Police have arrested the three remaining members of an Islamic State cell which was planning to carry out assassinations and terrorist acts to avenge the death of firefighter Muhammad Adib Mohd Kassim in a riot last November.
According to Inspector-General of Police Abdul Hamid Bador, the three suspects – two Malaysians and an Indonesian – were picked up in Kedah and Selangor on May 14.
This followed the arrests of four suspects, including two Rohingya, in Terengganu and the Klang Valley between May 5 and 7.
In a statement today, Hamid said the two Malaysian suspects were picked up in Kuala Muda after their families turned them in.
“Both were nabbed when their respective families turned them in to the police, after they were listed as wanted the day before. One of the suspects worked as a burger seller, while the other was a farmer.
“Both of them, together with a fellow Malaysian on Nov 22 last year in Sungai Petani, had undergone training to make bombs in Jogjakarta last year, organised by the Ansharut Daulah terror group in Indonesia,” the IGP said.
“While there, they learnt the methods of making triacetone triperoxide (TATP), a type of chemical used to produce huge-scale explosives and vehicle bombs. Both suspects also scouted several churches in Jogjakarta in view of launching attacks.
“Apart from that, one of the suspects also planned to launch attacks on non-Muslim houses of worship in Malaysia, by launching suicide bomb attacks,” he added.
According to Hamid, the Indonesian aged 34 was arrested in Banting after a public tip-off.
“The suspect was a member of the IS ‘wolf pack’ cell, members of which were arrested on May 5 and 7, and was involved in planning killings and attacks on Christian, Hindu, and Buddhist houses of worship, as well as entertainment centres in the Klang Valley.
“The suspect was exposed to IS ideology while serving a five-year jail sentence in Surabaya,” he said.
Hamid added that all suspects are being detained under Section 574 of the Penal Code, and investigated under the Security Offenses (Special Measures) Act 2012.

GIVEN DATA

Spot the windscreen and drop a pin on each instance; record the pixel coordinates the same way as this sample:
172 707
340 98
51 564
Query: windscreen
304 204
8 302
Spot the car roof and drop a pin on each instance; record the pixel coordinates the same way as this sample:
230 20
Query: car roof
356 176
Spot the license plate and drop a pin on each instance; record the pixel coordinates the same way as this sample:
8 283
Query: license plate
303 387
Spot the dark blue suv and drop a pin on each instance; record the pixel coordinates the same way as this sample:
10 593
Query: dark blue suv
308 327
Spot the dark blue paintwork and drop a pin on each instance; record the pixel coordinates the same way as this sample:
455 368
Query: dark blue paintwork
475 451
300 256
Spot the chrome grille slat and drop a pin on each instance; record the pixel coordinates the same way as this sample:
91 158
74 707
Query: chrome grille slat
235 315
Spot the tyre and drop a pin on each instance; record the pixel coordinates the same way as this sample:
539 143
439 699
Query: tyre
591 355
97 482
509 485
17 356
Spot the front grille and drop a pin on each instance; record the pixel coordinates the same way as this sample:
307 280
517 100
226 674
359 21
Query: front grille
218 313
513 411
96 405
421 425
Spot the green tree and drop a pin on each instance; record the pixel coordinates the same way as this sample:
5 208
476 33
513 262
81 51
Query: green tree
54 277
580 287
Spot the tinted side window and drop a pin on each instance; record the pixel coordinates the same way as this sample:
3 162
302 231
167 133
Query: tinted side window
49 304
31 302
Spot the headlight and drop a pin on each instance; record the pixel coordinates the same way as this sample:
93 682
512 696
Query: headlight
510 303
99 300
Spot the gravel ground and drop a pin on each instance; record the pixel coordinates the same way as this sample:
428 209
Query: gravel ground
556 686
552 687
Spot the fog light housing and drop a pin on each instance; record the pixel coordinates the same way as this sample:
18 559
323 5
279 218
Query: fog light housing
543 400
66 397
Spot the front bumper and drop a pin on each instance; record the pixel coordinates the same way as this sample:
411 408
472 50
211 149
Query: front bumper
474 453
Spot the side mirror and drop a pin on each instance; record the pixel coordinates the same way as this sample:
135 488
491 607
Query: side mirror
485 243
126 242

TASK TO CARRY OUT
Copy the passage from the article on the Islamic State cell arrests, starting at the words "According to Inspector-General" and stopping after "Selangor on May 14.". These records were drawn from a source separate from the article.

RESPONSE TO THIS EXERCISE
According to Inspector-General of Police Abdul Hamid Bador, the three suspects – two Malaysians and an Indonesian – were picked up in Kedah and Selangor on May 14.